┌─ Passage to read

Now, I have put these things before you, for another reason. Let us compare these things which we may do with our population position. Canada in the last fifty years has brought in about 4,500,000 immigrants. We have emigrated from Canada all of those except about 300,000. In other words our growth has been pretty much our natural increase and nothing else. In the year 1946, 30,000 Canadians left Canada. One in every ten was a graduate of a university or of a technical school. They have gone, or practically all have gone to the United States and we are replacing then with what? Persons from displaced persons camps in Europe. Why are they going? Because opportunity is not here. And it seems to me some group like you, some business people should get this thoroughly into our heads, that the business of government is not to provide security from the cradle to the grave but to provide opportunity for its people so they may create their own security.

└─

Using the passage on Canada's population, answer these questions:
1. About how many immigrants did Canada bring in over the last fifty years?
2. How many Canadians left Canada in the year 1946?
3. What does the speaker say the business of government should be?

┌─ Material supplied

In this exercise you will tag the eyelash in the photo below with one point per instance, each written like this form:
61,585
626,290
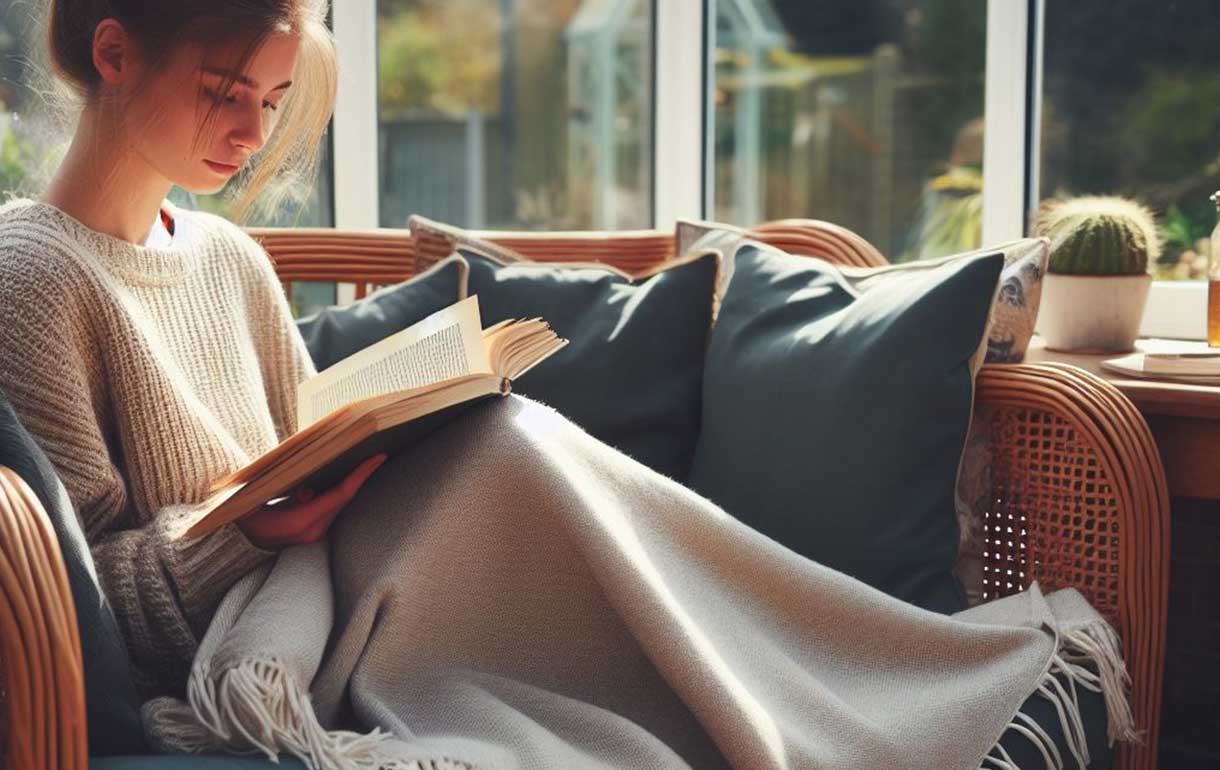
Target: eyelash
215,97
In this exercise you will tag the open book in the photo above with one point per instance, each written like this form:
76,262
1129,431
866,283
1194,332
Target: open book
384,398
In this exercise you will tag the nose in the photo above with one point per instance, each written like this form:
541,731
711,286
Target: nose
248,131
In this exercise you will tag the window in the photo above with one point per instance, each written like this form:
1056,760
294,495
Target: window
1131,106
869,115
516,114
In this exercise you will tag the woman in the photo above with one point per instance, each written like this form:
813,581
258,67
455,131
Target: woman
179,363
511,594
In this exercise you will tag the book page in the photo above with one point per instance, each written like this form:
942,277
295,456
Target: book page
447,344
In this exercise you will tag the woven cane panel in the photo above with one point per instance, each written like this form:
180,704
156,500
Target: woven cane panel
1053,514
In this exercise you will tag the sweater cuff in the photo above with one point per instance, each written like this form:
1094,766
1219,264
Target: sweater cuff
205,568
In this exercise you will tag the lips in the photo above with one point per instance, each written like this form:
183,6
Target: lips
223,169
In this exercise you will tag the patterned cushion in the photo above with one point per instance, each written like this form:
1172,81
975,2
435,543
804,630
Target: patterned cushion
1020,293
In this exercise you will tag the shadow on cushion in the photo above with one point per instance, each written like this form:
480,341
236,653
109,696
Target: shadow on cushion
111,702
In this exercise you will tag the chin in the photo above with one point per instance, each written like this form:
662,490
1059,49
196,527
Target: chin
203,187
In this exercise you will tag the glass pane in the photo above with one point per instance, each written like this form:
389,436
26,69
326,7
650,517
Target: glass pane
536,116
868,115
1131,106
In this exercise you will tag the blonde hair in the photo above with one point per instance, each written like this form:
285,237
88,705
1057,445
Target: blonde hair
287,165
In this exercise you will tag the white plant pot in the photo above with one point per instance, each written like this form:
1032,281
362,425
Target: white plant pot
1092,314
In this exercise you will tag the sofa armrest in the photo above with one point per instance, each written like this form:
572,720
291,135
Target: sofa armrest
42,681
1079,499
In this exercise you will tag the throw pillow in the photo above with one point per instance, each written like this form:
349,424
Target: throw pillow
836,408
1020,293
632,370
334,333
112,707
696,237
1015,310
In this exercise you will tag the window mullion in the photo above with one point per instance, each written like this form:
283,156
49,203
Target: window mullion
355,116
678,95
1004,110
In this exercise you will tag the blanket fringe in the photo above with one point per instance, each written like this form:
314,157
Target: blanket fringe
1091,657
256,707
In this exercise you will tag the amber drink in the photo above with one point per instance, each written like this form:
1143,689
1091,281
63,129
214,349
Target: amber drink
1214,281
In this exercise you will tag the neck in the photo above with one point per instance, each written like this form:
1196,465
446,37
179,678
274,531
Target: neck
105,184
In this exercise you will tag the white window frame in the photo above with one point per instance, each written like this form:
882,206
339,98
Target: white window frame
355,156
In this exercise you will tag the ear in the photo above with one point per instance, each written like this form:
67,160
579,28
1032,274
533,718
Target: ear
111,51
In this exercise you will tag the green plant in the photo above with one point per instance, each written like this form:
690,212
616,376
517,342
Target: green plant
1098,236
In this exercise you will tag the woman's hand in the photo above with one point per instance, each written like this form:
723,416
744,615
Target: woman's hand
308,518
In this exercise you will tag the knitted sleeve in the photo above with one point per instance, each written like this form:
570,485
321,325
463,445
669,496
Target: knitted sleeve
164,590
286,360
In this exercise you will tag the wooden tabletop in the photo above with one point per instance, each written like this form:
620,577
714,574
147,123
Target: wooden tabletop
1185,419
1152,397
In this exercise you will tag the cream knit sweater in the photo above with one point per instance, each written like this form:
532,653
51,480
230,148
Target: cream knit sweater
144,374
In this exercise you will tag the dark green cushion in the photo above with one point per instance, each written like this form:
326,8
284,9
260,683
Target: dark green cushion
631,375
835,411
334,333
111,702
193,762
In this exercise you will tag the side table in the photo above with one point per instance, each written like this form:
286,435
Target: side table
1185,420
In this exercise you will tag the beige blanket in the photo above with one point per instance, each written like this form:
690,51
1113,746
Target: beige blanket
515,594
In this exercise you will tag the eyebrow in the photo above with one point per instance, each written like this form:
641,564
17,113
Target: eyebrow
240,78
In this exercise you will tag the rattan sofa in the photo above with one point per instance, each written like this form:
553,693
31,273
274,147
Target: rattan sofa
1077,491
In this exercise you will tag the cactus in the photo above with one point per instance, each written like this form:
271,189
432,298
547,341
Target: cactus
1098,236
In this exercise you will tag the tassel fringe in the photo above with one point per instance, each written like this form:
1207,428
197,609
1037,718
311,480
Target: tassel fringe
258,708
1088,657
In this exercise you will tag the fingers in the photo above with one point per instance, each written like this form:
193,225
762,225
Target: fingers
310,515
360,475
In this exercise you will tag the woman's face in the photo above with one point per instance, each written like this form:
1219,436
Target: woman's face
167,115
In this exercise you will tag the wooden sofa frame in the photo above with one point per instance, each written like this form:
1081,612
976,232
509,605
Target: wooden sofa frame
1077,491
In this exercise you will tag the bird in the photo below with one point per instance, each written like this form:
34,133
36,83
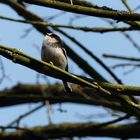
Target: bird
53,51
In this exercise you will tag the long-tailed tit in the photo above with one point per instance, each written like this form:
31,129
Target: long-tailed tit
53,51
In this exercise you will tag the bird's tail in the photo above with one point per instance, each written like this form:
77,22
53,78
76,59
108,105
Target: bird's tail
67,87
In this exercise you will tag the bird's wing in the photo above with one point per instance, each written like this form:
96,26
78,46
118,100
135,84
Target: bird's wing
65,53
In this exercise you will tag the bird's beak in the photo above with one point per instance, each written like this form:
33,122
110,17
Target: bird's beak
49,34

└─
┌─ Material supplied

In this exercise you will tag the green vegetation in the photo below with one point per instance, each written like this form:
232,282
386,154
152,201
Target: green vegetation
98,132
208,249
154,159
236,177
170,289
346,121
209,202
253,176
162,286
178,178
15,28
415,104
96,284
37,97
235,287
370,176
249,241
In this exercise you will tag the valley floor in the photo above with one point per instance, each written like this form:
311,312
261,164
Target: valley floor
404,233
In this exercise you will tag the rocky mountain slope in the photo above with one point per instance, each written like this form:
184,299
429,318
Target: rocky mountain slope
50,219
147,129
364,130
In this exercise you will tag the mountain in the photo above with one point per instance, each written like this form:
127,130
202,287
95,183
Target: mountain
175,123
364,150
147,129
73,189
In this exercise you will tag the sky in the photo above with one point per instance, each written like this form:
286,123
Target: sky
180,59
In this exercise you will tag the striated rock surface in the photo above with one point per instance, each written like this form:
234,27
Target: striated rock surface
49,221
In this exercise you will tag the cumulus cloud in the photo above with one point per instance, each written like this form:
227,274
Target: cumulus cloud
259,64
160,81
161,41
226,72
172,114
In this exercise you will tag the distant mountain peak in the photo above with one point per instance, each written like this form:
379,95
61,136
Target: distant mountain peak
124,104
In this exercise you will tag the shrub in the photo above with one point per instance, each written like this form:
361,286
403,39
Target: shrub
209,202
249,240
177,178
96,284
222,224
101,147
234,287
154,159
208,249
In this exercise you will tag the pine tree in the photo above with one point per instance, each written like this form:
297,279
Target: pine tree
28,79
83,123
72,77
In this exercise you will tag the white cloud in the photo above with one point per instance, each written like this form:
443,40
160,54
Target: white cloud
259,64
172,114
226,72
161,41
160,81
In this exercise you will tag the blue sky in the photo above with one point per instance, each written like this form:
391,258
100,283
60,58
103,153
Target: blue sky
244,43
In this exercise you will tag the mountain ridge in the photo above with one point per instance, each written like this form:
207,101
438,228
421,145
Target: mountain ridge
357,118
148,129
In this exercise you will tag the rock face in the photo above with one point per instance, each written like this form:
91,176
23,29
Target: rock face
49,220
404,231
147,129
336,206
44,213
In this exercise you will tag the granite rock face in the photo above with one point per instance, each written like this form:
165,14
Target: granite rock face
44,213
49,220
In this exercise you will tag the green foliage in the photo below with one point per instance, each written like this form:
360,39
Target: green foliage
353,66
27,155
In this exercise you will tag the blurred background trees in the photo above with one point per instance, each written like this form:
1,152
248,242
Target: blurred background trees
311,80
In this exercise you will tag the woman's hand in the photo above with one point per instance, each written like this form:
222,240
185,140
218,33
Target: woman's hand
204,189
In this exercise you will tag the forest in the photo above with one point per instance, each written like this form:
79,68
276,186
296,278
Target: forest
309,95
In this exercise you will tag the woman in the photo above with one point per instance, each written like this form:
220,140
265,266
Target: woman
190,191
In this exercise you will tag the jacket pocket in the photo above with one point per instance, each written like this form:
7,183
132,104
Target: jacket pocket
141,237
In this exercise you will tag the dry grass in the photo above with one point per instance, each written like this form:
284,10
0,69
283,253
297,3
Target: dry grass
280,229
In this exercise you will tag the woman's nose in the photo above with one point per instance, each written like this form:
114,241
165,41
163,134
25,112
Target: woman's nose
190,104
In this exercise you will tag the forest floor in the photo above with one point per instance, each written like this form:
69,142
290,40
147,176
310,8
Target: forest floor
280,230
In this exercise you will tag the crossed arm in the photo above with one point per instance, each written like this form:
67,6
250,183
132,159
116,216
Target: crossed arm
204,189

└─
┌─ Material supplied

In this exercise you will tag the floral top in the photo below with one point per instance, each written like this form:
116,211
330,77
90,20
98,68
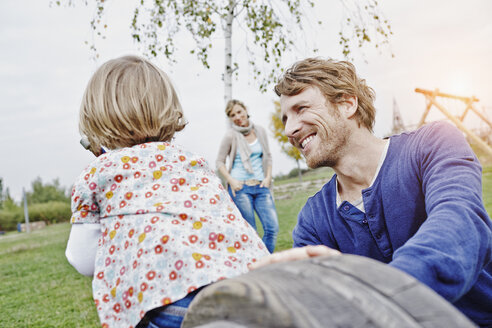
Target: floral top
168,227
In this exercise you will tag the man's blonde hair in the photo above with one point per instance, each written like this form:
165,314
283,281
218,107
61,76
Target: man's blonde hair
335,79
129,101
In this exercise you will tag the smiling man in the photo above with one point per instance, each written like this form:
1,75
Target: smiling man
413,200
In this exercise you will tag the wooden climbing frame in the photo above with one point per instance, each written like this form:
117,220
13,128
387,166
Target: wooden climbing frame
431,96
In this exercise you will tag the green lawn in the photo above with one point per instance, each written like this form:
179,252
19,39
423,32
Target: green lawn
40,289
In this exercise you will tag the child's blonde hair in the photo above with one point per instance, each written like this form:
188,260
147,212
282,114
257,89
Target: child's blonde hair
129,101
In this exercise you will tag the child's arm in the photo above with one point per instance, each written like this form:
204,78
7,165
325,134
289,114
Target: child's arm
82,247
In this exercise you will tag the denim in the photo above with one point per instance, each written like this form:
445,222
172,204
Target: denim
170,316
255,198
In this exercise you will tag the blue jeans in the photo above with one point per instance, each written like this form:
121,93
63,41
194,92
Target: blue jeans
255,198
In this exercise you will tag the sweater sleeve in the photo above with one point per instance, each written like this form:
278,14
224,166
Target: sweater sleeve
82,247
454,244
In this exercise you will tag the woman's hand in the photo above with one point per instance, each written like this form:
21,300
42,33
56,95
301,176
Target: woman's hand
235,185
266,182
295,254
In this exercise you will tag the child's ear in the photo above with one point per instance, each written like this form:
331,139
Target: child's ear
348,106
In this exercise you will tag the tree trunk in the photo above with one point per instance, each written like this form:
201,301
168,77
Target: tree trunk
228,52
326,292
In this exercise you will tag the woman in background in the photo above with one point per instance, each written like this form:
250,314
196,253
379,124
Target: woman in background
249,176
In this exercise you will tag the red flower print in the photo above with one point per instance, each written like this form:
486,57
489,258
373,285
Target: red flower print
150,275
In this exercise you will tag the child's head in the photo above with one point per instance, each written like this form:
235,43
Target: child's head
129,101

└─

> **Answer space**:
1. About 4,500,000.
2. 30,000.
3. To provide opportunity for its people so they may create their own security.